The Government of the former U.S.S.R. has placed into orbit a similar
satellite positioning system called "GLONASS"; more information on the
standard can be found in the "Global Satellite Navigation System
GLONASS--Interface Control Document" of the RTCA Paper No.
518-91/SC159-317, approved by the Glavkosmos Institute of Space Device
Engineering, the official former U.S.S.R. GLONASS responsible
organization. The GLONASS device has L1 carrier frequencies in the range
of 1602-1616 MHz.
Devices receiving the global satellite positioning signal typically use
microstrip patch antennas. The antennas are designed to strongly receive
the energy in the wavelength range transmitted by the satellites. In many
examples, the antennas are designed to receive a narrow bandwidth of the
right-hand circular polarized waves of a certain band such as the L1 band.
One example of a microstrip antenna uses a rectangular patch region
positioned on a dielectric substrate. The length and width of the
rectangular region are chosen in order to receive a narrow bandwidth about
the L1 bands.
A microstrip patch antenna is characterized by a narrow operating frequency
band, and precautions must be taken to keep the required values of the
gain, the axial ratio and the voltage standing wave ratio (VSWR) for the
signals over the desired bandwidth. This is especially difficult when the
L1 frequency bands of both GPS and GLONASS satellites are detected. It is
desired to increase the bandwidth of antenna in order that the full L1
frequency band from both the GPS and the GLONASS devices can be received.
An additional problem with GPS and GLONASS antennas concerns multipath
interference. One of the major factors influencing the final accuracy of
measurements of the distance, velocity, etc., is the accuracy of the
signal phase measurements. This phase measurement precision is altered, if
in addition to the direct line-of-sight propagation signal, a multipath
fading signal is also received. For this reason, it is desired to have an
antenna that reduces the multipath signals received.
SUMMARY OF THE PRESENT INVENTION
The present invention is the microstrip antenna. In one embodiment, the
microstrip antenna has a ground section near the edge of the microstrip
antenna's dielectric substrate. Typical microstrip antennas have a ground
plane positioned at the bottom of the dielectric substrate. By having an
edge section which raises above the bottom of the dielectric substrate,
some of the multipath signals from below the horizon can be blocked out.

+ + + + + + +

## [EXERCISE REQUIREMENTS]
What range do the GLONASS L1 carrier frequencies fall in, according to the antenna passage? The listing is separate material, unrelated to the antenna passage.

## [RECORDED INFORMATION]
+ + + + + + +

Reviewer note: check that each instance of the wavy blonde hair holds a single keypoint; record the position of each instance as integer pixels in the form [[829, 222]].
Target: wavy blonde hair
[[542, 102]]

+ + + + + + +

## [WORKED ANSWER]
1602-1616 MHz.